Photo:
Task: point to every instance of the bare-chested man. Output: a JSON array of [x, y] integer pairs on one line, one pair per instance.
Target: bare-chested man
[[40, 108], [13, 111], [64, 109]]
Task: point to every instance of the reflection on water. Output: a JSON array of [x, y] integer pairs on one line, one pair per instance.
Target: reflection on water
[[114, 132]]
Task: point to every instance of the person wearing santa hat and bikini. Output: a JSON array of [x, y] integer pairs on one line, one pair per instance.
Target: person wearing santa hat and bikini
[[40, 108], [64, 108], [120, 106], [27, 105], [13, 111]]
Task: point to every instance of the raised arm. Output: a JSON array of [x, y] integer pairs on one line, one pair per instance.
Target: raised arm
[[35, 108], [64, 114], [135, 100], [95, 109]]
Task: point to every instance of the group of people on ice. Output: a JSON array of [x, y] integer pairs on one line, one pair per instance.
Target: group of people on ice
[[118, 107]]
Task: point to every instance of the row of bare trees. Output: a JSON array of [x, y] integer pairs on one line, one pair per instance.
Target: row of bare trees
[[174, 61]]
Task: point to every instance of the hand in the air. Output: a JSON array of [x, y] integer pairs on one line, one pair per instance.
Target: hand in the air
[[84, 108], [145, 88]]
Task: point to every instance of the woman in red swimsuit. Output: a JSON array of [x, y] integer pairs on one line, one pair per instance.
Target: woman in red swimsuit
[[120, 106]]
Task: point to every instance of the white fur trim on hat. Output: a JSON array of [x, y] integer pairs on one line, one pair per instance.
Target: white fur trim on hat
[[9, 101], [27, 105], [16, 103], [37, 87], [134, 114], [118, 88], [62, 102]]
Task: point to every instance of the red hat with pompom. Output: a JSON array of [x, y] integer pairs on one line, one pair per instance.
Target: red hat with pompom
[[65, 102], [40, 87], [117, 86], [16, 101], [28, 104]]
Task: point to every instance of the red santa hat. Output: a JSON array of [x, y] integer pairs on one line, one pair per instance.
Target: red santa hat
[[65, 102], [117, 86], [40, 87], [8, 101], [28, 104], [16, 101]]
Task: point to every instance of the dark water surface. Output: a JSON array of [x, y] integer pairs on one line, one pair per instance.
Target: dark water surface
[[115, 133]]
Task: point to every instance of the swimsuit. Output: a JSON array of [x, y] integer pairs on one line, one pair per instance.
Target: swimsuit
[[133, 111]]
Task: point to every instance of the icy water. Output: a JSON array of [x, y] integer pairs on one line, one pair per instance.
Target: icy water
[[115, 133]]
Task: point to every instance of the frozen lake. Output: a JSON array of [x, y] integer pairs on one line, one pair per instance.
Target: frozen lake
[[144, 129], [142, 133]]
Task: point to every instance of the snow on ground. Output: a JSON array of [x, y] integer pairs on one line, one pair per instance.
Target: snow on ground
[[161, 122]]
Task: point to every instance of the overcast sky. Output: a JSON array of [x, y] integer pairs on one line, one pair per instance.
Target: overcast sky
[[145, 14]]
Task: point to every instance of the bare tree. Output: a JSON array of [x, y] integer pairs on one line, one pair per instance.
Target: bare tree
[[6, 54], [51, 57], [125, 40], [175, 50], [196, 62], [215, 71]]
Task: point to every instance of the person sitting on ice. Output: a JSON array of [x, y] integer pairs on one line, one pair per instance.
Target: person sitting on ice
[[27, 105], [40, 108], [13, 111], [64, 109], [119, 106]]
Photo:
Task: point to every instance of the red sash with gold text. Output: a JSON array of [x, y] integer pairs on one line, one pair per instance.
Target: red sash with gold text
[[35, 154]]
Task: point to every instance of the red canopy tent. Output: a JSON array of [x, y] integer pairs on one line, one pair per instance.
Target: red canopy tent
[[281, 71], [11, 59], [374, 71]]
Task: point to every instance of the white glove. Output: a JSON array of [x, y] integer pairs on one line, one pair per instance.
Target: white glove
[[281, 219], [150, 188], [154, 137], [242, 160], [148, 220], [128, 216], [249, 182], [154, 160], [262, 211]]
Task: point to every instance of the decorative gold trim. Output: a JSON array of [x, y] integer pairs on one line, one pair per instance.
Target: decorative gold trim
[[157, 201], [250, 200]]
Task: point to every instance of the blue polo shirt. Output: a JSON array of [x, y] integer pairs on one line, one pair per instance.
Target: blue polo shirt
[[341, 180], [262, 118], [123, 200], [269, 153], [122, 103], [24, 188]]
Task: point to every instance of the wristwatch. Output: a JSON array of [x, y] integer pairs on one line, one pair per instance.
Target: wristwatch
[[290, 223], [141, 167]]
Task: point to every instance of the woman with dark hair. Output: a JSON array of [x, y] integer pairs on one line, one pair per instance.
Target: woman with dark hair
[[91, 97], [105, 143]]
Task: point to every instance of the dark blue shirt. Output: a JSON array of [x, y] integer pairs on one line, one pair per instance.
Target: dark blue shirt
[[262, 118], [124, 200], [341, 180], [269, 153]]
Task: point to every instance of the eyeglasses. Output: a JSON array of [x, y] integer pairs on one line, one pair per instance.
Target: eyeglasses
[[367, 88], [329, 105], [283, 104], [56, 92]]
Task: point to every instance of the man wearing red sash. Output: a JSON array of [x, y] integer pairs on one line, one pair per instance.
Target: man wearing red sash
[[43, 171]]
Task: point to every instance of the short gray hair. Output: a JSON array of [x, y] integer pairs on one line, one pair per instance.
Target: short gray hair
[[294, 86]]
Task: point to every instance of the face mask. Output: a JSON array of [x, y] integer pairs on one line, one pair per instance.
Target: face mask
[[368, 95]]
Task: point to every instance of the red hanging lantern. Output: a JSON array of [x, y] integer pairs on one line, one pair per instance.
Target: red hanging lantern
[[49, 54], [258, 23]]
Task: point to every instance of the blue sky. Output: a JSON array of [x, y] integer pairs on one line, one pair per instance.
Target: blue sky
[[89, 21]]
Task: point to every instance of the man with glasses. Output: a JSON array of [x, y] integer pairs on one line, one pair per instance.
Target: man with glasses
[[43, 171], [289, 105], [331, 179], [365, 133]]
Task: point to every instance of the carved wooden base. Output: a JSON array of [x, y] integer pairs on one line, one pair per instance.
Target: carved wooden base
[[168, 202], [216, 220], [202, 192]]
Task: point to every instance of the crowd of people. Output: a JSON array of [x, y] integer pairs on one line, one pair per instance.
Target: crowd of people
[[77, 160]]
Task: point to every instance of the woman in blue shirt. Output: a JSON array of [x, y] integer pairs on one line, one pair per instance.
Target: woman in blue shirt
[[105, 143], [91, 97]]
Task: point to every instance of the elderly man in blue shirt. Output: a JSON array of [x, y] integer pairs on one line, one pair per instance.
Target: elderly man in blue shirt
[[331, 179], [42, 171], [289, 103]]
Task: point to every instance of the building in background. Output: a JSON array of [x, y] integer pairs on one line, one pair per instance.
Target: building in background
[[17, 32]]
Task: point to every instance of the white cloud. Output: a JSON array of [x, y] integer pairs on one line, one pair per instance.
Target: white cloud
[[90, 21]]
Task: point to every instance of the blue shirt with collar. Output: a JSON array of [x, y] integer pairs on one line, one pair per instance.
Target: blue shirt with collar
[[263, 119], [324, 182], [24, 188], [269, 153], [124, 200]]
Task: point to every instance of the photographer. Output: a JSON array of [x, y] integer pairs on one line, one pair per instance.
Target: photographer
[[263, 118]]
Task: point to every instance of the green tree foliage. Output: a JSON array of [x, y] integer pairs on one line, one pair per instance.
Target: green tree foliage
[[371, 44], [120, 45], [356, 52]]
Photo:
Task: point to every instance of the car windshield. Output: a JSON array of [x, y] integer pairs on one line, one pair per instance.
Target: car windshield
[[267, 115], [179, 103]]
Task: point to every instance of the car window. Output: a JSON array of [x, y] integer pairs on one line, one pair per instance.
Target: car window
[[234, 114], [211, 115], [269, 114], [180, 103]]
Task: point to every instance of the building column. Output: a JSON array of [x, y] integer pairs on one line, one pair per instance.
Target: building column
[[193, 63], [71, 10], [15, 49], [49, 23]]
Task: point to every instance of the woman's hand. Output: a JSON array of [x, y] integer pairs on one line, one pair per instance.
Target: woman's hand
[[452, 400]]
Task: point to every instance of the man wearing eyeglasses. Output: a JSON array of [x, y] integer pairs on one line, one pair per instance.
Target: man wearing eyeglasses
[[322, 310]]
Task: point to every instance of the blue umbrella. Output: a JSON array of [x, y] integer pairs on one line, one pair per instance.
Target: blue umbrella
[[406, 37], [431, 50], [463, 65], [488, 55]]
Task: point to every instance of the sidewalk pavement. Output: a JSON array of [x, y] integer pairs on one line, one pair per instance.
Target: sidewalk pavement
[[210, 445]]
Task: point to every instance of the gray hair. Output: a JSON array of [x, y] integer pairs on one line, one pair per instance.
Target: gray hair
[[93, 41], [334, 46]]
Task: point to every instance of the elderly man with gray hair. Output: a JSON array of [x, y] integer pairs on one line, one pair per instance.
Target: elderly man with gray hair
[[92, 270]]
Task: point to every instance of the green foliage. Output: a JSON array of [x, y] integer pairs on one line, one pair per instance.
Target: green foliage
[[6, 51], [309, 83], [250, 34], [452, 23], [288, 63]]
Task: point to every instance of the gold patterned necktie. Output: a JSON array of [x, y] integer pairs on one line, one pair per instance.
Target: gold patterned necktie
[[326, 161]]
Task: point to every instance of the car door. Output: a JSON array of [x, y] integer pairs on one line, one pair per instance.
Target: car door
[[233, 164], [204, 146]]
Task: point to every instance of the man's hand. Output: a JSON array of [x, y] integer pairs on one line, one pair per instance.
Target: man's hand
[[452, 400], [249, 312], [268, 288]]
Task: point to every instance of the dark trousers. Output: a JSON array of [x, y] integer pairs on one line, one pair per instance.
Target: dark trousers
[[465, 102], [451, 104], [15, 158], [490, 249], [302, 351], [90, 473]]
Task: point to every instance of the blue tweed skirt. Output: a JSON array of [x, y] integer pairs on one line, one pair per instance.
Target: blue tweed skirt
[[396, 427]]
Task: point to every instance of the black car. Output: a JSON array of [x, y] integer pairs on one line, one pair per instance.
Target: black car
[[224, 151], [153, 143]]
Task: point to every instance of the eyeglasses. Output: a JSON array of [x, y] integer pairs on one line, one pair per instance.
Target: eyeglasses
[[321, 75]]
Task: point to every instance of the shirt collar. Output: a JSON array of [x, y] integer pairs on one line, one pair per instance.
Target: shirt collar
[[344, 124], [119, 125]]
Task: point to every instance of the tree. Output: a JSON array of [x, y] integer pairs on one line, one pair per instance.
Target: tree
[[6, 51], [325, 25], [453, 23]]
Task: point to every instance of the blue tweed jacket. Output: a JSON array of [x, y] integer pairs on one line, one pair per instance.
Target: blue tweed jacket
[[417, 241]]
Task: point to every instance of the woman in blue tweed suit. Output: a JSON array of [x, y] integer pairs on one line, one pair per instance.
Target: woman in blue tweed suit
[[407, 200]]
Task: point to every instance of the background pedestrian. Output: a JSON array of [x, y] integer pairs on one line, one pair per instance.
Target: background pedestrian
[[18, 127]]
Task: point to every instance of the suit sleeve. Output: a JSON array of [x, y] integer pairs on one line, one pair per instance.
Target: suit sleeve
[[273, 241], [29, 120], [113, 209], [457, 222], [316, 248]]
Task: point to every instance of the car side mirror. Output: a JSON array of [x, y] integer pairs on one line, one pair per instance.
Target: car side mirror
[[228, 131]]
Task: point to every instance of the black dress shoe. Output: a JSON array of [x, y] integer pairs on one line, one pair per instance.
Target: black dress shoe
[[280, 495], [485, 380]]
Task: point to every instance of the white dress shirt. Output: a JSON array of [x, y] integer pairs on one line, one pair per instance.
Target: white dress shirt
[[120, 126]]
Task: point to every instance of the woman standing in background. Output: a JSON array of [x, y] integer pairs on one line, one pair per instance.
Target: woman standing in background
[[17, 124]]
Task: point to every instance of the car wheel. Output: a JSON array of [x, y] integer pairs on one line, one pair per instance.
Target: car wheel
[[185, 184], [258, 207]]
---------------
Your assignment: Of the entries above, transcribe exactly those lines that fall between the line containing "Target: bare-chested man" and the line containing "Task: point to every instance of the person wearing", together with those two lines.

Solution to the exercise:
Target: bare-chested man
[[40, 108], [13, 111], [64, 109]]
Task: point to every instance of the reflection on water. Output: a JSON array of [x, y] integer pairs on one line, one pair per instance.
Target: reflection on water
[[114, 132]]
Task: point to every instance of the person wearing santa hat and bikini. Output: a JSON array of [x, y] integer pairs on one line, one pair per instance.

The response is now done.